• Task goal: Nothing but a number should be given: how many lines in the listing contain the word "facade".

• Supplied data:
>>>
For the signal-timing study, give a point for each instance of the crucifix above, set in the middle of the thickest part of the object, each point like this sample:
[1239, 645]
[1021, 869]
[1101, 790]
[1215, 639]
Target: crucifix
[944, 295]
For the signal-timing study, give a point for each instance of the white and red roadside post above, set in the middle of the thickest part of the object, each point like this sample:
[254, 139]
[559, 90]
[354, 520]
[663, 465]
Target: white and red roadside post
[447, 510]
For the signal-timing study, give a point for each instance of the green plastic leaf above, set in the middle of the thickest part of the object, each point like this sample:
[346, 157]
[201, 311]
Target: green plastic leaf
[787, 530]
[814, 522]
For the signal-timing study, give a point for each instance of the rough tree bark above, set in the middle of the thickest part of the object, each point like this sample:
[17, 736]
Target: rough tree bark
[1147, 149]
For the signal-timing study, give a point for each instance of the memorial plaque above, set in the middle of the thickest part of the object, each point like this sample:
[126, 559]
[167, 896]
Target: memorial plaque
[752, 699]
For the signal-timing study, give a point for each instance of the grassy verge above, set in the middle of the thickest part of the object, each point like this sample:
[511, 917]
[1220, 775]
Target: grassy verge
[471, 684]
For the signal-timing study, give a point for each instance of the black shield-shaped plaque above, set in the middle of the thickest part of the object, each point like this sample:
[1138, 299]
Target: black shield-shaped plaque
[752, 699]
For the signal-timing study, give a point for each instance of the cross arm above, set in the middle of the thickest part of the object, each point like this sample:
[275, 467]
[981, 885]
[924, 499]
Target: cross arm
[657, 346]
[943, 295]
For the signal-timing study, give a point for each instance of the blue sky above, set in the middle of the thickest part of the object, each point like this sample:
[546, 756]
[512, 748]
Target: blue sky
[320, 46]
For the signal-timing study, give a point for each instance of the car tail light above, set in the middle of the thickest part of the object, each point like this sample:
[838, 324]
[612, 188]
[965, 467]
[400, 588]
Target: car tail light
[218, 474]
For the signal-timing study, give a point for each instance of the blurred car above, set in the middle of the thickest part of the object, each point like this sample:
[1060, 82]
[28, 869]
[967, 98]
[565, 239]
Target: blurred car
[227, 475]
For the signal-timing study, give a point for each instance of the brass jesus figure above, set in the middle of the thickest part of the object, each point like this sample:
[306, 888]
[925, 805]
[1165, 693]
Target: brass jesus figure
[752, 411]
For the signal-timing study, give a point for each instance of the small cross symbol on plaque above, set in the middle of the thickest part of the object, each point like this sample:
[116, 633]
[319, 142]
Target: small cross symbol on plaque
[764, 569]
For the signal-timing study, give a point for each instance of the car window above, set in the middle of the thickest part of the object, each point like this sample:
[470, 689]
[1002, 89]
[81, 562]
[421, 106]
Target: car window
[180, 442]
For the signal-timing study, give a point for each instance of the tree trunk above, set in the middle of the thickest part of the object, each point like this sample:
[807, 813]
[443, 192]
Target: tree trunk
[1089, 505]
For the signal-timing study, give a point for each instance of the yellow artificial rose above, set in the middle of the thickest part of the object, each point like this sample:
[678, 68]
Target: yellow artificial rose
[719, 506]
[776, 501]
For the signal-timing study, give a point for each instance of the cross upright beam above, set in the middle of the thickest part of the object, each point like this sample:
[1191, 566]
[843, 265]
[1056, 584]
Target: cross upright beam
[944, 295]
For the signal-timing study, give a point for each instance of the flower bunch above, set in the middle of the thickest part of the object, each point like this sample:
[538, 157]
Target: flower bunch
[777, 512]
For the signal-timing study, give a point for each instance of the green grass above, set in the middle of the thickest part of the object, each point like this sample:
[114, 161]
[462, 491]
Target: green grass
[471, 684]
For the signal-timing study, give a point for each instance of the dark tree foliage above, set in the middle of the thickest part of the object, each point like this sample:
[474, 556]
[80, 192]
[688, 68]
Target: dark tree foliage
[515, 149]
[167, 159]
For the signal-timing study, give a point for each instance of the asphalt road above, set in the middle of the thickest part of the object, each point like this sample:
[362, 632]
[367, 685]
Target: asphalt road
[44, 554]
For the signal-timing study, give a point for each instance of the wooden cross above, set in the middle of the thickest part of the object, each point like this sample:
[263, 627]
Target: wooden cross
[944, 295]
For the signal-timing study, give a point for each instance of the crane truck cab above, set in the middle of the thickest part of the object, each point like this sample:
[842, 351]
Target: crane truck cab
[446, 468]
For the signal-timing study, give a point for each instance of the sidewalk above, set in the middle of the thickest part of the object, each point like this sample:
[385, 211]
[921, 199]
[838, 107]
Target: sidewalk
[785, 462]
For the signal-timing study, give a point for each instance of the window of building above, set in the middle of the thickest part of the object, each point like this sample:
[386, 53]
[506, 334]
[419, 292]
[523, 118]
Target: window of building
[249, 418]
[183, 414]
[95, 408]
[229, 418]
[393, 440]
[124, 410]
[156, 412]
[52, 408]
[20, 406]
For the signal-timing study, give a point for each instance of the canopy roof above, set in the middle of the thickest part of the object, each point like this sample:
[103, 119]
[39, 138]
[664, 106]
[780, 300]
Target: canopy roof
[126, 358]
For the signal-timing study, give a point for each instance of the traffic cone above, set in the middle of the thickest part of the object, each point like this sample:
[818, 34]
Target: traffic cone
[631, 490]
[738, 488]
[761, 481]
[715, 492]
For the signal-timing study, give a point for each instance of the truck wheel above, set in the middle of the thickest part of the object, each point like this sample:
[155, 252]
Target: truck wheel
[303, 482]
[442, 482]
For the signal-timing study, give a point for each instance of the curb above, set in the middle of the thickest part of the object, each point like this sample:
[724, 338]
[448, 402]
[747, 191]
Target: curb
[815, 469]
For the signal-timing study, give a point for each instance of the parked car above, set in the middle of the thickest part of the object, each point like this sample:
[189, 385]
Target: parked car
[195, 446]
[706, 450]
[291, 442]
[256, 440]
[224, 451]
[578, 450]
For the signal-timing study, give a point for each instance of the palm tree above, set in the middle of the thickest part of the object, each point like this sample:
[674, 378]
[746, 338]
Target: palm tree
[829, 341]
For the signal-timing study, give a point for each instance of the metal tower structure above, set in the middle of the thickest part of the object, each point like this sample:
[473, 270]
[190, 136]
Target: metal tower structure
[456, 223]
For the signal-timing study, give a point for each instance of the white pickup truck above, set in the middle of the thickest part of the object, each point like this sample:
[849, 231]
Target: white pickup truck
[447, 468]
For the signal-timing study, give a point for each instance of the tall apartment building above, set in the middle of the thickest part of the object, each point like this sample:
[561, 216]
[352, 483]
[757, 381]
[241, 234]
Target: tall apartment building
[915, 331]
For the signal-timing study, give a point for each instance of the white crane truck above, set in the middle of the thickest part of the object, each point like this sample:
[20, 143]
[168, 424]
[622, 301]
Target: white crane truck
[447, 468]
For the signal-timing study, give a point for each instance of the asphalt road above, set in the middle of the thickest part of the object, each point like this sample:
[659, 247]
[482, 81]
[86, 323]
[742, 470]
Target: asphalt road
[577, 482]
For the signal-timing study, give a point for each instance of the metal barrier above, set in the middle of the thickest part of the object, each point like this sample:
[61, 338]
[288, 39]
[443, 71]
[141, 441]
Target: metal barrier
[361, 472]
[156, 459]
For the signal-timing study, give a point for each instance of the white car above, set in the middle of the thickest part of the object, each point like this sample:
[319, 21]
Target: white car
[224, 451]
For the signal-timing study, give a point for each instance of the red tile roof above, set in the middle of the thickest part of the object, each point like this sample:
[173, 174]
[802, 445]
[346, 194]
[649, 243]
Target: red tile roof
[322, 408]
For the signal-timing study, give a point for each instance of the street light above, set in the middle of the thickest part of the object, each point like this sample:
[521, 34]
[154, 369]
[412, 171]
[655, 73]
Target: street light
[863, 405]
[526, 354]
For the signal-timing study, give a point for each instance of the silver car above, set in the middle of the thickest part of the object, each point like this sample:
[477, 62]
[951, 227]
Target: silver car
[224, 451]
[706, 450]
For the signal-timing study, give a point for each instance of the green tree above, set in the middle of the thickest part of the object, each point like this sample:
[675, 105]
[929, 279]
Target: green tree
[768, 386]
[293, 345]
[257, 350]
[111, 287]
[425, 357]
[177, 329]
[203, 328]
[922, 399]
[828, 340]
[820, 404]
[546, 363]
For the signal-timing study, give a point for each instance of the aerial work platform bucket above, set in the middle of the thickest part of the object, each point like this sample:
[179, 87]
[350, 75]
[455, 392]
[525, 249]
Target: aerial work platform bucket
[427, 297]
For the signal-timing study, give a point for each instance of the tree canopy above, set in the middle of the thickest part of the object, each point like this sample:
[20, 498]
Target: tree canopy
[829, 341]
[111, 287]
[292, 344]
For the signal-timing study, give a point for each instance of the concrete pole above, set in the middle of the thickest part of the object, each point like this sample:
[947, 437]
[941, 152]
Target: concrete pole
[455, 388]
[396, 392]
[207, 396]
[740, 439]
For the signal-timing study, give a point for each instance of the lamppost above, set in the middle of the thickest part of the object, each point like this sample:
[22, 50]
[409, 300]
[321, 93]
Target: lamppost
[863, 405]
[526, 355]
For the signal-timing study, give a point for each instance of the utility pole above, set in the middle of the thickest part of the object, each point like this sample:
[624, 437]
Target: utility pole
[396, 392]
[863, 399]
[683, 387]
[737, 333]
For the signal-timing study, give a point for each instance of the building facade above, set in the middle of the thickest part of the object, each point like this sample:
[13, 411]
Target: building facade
<<<
• Solution: 2